____ RAW DATA
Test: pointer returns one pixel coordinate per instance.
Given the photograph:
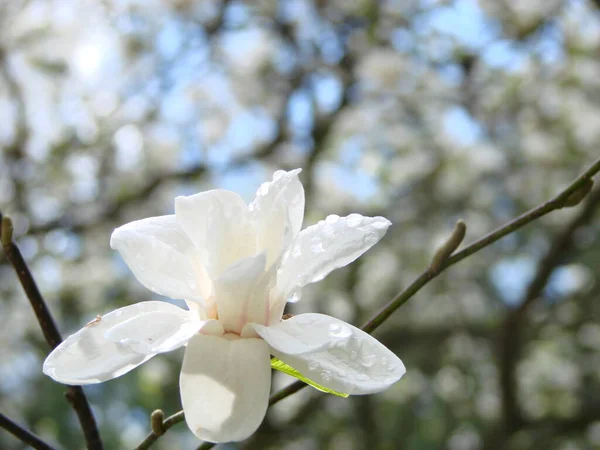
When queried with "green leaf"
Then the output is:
(277, 364)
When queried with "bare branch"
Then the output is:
(511, 333)
(74, 394)
(23, 434)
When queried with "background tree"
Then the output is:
(424, 112)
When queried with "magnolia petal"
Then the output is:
(352, 361)
(278, 211)
(224, 387)
(219, 224)
(158, 253)
(111, 345)
(330, 244)
(238, 293)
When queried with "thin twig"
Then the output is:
(74, 394)
(511, 333)
(167, 423)
(23, 434)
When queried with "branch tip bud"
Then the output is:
(6, 231)
(579, 194)
(446, 250)
(157, 422)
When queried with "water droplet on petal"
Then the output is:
(317, 248)
(370, 238)
(331, 219)
(368, 360)
(296, 295)
(354, 220)
(380, 223)
(135, 346)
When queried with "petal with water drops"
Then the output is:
(158, 253)
(112, 345)
(224, 386)
(353, 361)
________
Convert all the rows above into a Markdown table with the columns Nr and Line, one numbered entry per line, skipping blank lines and leaving out the pictures.

| Nr | Line |
|---|---|
| 1 | Test: pointer returns one pixel coordinate per instance. |
| 2 | Given the photograph: |
| 3 | When queried with "green leaf" |
| 4 | Then the output is: |
| 5 | (277, 364) |
| 6 | When queried with "bare branch" |
| 7 | Then the output is: |
| 8 | (511, 333) |
| 9 | (74, 394) |
| 10 | (23, 434) |
| 11 | When queried with "background tree" |
| 12 | Then the output is: |
| 13 | (424, 112) |
| 14 | When queried with "magnolia petal" |
| 15 | Then the output is: |
| 16 | (352, 361) |
| 17 | (278, 211) |
| 18 | (224, 387) |
| 19 | (219, 224) |
| 20 | (158, 253) |
| 21 | (111, 345) |
| 22 | (330, 244) |
| 23 | (238, 293) |
| 24 | When queried with "thin twig" |
| 25 | Then the output is: |
| 26 | (74, 394) |
| 27 | (511, 333) |
| 28 | (167, 423) |
| 29 | (23, 434) |
| 30 | When queried with "branch tip bud" |
| 31 | Then the output is: |
| 32 | (6, 231) |
| 33 | (579, 194) |
| 34 | (446, 250) |
| 35 | (157, 422) |
| 36 | When queried with "water droplet on petal" |
| 37 | Then the output is: |
| 38 | (317, 248) |
| 39 | (370, 238) |
| 40 | (331, 219) |
| 41 | (368, 360) |
| 42 | (296, 295) |
| 43 | (354, 220) |
| 44 | (380, 223) |
| 45 | (135, 346) |
| 46 | When queried with "petal with water drops" |
| 47 | Then the output is: |
| 48 | (158, 253) |
| 49 | (112, 345) |
| 50 | (224, 386) |
| 51 | (353, 361) |